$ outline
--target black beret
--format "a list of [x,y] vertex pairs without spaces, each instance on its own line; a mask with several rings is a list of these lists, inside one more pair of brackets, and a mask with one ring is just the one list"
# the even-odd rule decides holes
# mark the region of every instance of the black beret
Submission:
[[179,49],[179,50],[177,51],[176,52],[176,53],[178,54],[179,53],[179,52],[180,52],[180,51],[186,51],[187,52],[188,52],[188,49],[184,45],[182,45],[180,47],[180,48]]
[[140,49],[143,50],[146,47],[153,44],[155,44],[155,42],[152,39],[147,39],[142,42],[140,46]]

################

▶ _Brief_: Can you repeat the records with every "black beret" renamed to "wool cap" and nothing else altered?

▶ _Correct result_:
$ outline
--target wool cap
--format "a list of [x,y] vertex pairs without spaces, each instance on its own line; a mask with several rings is a list of these lists, inside one more pair of brackets, and a mask with one ring is just the one list"
# the even-odd rule decides holes
# mark the region of every instance of the wool cap
Submission:
[[179,49],[179,50],[177,51],[176,52],[176,53],[178,54],[179,53],[179,52],[180,52],[180,51],[186,51],[187,52],[188,52],[188,49],[184,45],[182,45],[180,47],[180,48]]
[[140,49],[143,50],[146,47],[153,44],[155,44],[155,42],[152,39],[147,39],[142,42],[140,46]]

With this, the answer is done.